SOURCE TEXT:
>>>
Pytheas was a 3rd century BC navigator from the Greek colony of Massalia (Marseilles) and is best known for his voyage in the North Atlantic, possibly around 240 BC. His trip took in the British Isles and as he ventured further North and claimed to have reached Thule.

>Gregory Douglas Wear, in his study of early excursions by Mediterranean peoples into the North Atlantic concluded that with the current state of archaeological and historical research, it is nothing less than impossible to verify with certainty, whether Greeks, Phoenicians, Carthaginians or any other pre-Pythean Mediterranean dweller actually set foot on the British Isles, northern France, or anywhere else in north-western Europe north of Galicia(c).< 

Thule has generated volumes of debate regarding its location. Pytheas described Thule as lying six days’ sail to the north of Britain. Iceland, Norway(a) and the Faroes along with the Scottish Shetland and Orkney Islands have all been proposed as Pytheas’ Thule.

Søren Tillisch, a Danish archaeologist, accepts that the identification of the Faeroes as the Thule of Pytheas is reasonable, but he still thinks that the Estonian island of Saaremaa in the Baltic is also a feasible candidate(b).
<<<
OBJECTIVE 1:
Answer these questions from the passage on Pytheas:
(a) From which Greek colony did Pytheas come?
(b) How far north of Britain did Pytheas say Thule lay?
(c) Which Estonian island does Søren Tillisch consider a feasible candidate for Thule?

Dataset records:
>>>
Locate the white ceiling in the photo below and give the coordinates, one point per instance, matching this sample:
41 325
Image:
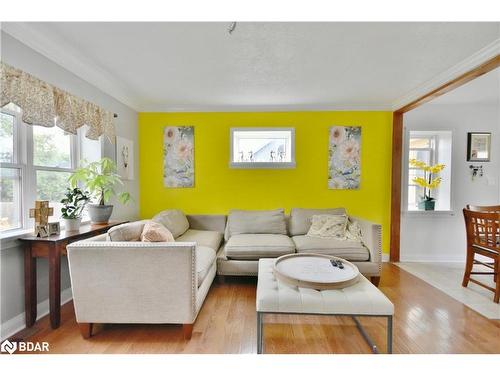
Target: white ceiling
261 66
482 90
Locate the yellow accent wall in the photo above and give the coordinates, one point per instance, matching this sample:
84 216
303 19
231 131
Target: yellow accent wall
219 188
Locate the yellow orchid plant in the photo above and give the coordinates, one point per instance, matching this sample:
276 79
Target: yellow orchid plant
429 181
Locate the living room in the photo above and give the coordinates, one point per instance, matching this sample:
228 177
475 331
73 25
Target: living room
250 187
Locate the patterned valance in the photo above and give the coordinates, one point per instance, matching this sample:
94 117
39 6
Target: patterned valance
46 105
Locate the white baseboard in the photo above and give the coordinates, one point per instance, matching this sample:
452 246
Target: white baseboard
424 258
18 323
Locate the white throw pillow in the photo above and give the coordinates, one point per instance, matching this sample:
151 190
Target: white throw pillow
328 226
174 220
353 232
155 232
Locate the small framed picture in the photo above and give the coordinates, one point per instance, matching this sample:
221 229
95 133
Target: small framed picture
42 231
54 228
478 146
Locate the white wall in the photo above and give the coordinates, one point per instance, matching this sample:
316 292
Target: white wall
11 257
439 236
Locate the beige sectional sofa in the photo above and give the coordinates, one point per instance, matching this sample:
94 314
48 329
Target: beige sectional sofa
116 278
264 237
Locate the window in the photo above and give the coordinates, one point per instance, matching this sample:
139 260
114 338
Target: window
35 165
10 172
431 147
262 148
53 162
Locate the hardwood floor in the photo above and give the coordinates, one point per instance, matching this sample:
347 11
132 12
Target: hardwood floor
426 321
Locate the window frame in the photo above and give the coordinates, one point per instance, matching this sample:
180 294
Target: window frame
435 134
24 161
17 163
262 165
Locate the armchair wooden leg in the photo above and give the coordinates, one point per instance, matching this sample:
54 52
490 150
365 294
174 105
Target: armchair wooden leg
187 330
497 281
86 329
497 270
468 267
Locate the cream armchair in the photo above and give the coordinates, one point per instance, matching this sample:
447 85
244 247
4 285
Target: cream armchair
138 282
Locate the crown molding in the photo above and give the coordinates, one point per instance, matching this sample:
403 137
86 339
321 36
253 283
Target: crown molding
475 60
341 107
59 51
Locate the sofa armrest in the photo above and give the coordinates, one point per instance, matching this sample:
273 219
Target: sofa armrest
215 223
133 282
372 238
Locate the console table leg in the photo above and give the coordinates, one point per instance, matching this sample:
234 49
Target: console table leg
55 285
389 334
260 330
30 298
<<<
>>>
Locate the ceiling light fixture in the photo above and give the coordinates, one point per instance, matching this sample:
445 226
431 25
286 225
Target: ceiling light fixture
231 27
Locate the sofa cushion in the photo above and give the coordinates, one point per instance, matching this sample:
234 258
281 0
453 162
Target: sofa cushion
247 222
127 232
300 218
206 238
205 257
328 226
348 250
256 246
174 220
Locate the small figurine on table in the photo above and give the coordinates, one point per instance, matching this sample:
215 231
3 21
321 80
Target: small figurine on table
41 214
<<<
OBJECTIVE 2: How many lines of the dataset records contain the word "sectional"? Reply with the number only.

WRITTEN ANSWER 1:
(a) Massalia (Marseilles)
(b) Six days' sail
(c) Saaremaa

WRITTEN ANSWER 2: 2